**TEKST DOKUMENTU**
▬▬▬▬▬▬
Jeszcze o jedzeniu. Obiecaliśmy sobie jeszcze jedną wizytę w restauracji. Tym razem trafiliśmy do restauracji w Goßweinstein. Zamówiliśmy coś zrobione ze Schwine i jakiś Wurst. Dostaliśmy pieczeń wieprzową z piękną, wielką ziemniaczaną kluchą i duszoną kapustą kiszoną do tego oraz białe kiełbaski z ziemniakami i kapustą. Oba dania pyszne, choć wieprzowina nieco słona. Dzieci zjadły standardowo paluszki rybne z frytkami – danie dostępne wszędzie :) (ciekawe czy też poza Europą i USA?)
▬▬▬▬▬▬
**DO WYKONANIA**
Proszę ocenić, czy poniższe stwierdzenia zgadzają się z tekstem o wizycie w restauracji, odpowiadając „tak” lub „nie” i przytaczając dosłownie rozstrzygający fragment tekstu.
1. Restauracja, do której trafili autorzy, znajdowała się w Goßweinstein.
2. Wieprzowina była nieco słona.
3. Dzieci zjadły białe kiełbaski z ziemniakami.
Należy opierać się wyłącznie na treści tekstu.

**ZAWARTOŚĆ MATERIAŁU**
▬▬▬▬▬▬
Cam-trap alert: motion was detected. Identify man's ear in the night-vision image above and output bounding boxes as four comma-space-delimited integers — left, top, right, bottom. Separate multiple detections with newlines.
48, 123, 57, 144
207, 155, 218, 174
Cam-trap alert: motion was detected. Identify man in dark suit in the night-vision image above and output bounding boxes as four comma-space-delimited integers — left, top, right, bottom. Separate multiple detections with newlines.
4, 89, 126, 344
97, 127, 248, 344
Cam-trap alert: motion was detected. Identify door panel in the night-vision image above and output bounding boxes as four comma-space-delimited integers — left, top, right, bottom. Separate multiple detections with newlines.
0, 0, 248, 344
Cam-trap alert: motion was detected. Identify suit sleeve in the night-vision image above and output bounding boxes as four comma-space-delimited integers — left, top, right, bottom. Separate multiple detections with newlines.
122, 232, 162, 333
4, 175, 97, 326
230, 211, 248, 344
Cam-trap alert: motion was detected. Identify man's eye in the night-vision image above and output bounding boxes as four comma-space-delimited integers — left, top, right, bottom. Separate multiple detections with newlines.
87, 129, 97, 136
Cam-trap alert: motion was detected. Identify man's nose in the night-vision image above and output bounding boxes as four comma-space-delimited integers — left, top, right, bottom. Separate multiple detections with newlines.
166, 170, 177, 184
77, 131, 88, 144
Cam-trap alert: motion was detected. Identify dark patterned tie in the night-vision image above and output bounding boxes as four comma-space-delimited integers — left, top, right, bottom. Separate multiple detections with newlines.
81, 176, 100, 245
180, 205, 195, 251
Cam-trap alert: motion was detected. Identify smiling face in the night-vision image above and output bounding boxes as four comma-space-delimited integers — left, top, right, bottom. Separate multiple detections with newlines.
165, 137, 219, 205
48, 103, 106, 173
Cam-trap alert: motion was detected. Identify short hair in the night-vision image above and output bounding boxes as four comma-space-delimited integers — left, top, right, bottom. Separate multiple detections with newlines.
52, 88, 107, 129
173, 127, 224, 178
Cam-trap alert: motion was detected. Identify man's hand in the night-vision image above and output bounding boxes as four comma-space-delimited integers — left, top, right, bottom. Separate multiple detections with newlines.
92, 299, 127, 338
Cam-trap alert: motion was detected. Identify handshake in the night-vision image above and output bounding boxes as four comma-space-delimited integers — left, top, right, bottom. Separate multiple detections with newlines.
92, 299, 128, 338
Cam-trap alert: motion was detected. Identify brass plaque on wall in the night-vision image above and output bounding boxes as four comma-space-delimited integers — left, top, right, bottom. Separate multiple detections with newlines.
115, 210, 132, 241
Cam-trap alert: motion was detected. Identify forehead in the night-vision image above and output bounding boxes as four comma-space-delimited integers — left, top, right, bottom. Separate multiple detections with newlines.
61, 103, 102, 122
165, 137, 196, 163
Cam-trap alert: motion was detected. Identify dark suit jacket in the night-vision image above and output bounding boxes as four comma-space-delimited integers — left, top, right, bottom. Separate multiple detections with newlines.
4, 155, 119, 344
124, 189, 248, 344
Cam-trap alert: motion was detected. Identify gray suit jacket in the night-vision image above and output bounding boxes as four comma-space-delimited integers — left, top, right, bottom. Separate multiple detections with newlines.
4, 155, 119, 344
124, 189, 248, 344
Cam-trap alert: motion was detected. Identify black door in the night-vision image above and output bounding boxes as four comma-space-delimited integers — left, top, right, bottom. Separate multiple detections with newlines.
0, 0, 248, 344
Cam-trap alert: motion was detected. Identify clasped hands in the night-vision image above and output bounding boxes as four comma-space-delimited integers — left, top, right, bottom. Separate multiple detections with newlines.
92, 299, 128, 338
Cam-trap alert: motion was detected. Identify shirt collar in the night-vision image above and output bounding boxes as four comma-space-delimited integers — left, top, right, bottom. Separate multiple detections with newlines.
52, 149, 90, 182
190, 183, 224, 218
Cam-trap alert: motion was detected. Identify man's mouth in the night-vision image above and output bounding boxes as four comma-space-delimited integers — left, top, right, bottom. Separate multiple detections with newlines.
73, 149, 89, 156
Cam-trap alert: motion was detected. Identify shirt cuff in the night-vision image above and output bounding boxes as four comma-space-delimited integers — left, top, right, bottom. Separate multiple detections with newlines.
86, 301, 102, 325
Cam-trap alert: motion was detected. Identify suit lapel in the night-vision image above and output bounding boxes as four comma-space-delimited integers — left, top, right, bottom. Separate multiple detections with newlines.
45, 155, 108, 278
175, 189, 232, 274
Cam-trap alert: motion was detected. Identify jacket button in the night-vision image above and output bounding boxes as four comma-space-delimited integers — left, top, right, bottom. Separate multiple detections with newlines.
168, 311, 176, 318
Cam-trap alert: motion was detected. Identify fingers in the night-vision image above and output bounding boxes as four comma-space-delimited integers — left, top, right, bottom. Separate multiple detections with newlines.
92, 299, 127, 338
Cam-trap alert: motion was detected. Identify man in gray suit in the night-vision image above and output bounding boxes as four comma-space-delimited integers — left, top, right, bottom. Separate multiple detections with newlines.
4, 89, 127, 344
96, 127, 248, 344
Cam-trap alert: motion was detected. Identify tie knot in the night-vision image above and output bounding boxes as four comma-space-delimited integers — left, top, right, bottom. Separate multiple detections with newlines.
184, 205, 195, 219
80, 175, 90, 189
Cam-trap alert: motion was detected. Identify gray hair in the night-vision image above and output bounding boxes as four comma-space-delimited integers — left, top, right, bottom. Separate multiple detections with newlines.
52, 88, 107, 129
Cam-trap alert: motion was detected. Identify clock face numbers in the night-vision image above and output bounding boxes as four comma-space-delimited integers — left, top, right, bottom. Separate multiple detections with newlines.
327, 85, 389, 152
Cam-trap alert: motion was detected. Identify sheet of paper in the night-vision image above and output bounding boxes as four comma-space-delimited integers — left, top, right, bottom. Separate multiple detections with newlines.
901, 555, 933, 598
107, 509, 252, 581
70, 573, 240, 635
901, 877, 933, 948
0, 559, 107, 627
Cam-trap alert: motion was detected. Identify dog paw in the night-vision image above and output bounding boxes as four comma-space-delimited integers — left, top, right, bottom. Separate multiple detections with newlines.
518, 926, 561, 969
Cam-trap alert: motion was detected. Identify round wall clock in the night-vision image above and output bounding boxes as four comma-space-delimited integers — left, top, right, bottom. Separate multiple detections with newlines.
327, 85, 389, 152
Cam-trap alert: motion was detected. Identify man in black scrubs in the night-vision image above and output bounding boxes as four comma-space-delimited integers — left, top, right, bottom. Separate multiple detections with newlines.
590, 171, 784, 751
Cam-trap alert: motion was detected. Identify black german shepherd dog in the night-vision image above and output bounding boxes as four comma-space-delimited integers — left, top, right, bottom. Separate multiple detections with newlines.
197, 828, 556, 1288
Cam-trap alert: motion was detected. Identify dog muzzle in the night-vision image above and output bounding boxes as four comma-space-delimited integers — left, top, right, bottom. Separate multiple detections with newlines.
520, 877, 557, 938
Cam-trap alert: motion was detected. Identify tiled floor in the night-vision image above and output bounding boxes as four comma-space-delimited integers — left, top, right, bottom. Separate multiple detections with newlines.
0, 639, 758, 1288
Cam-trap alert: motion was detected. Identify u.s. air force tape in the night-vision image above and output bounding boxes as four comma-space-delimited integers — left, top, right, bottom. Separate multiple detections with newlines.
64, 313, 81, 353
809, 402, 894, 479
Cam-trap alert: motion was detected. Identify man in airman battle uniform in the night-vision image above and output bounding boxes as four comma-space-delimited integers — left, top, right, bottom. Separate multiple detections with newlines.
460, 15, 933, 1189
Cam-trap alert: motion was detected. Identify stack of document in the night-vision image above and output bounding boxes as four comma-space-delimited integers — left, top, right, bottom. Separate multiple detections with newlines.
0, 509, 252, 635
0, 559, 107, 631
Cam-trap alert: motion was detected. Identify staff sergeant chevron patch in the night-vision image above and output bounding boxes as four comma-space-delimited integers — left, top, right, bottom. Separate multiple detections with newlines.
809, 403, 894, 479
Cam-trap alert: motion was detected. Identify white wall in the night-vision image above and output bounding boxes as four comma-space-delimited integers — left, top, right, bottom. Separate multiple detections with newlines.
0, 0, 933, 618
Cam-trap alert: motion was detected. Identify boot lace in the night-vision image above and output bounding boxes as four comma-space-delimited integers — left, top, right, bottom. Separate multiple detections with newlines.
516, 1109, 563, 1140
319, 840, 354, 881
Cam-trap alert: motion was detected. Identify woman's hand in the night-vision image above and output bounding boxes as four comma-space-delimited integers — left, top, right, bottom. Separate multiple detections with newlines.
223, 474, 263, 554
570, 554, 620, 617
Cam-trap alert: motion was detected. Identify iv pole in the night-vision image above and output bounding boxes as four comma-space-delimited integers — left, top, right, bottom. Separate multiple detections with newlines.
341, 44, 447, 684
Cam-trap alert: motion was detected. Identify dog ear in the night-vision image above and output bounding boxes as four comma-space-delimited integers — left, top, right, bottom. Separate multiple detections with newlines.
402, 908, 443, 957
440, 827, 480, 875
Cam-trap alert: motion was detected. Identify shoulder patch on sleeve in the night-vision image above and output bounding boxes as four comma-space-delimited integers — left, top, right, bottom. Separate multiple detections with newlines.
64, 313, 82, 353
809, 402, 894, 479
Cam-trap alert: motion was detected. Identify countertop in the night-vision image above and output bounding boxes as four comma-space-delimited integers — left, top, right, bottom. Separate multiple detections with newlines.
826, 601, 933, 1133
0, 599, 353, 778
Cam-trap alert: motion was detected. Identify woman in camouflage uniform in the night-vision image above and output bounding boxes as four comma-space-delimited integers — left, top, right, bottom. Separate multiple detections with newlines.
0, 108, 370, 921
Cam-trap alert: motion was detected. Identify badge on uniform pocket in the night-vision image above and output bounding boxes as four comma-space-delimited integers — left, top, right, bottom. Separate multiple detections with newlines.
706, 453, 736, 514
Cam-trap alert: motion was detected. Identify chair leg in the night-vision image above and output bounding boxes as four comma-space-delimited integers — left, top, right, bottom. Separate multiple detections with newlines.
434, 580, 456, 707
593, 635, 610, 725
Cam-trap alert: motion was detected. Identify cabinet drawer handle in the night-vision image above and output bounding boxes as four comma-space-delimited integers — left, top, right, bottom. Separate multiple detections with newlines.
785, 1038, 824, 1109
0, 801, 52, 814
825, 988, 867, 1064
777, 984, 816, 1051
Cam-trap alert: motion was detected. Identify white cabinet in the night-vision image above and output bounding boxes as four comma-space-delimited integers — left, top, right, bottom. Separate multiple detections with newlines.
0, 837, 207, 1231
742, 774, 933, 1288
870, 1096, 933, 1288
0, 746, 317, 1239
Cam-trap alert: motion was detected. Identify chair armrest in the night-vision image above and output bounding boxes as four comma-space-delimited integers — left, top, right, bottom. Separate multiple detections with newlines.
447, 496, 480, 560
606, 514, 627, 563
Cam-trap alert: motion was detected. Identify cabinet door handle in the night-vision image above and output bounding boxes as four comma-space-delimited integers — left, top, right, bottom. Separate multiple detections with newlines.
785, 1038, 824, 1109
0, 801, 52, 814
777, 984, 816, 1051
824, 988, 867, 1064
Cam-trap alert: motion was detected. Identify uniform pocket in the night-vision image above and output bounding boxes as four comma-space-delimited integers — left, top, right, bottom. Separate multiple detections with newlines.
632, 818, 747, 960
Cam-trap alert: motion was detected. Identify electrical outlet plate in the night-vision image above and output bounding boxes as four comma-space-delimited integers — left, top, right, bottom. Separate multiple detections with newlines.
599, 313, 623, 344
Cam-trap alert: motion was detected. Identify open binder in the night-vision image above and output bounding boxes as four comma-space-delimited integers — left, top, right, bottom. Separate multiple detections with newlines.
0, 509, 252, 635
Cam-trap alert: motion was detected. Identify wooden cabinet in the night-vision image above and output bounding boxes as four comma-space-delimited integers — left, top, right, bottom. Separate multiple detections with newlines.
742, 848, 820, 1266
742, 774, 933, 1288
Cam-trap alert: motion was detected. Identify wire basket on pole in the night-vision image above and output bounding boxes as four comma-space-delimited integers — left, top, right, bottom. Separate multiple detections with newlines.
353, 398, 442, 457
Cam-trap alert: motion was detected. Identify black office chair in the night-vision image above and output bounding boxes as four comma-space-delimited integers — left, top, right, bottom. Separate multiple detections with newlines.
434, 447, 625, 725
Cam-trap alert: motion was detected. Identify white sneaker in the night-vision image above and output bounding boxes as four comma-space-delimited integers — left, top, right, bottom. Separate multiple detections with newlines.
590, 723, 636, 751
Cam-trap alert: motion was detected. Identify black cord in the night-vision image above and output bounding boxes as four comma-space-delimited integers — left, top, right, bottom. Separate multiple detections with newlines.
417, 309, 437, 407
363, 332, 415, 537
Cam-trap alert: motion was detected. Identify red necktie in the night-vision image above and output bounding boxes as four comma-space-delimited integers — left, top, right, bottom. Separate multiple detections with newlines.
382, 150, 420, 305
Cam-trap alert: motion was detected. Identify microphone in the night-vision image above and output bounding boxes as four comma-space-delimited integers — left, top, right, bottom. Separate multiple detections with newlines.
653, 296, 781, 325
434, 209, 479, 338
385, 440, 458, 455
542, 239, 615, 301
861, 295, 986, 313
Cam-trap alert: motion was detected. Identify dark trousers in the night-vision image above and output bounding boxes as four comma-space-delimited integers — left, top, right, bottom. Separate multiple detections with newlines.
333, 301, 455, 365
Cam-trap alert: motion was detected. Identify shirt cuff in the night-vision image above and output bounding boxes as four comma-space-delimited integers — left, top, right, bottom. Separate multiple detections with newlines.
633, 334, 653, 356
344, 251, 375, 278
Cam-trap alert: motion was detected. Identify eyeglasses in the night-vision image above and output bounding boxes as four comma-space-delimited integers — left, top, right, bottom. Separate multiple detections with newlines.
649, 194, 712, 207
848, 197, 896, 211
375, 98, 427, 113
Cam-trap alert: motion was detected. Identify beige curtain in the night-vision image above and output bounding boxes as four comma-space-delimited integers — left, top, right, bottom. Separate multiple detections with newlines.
▬▬▬▬▬▬
**ROZWIĄZANIE ZADANIA**
1. Tak: „Tym razem trafiliśmy do restauracji w Goßweinstein.”
2. Tak: „Oba dania pyszne, choć wieprzowina nieco słona.”
3. Nie: „Dzieci zjadły standardowo paluszki rybne z frytkami”.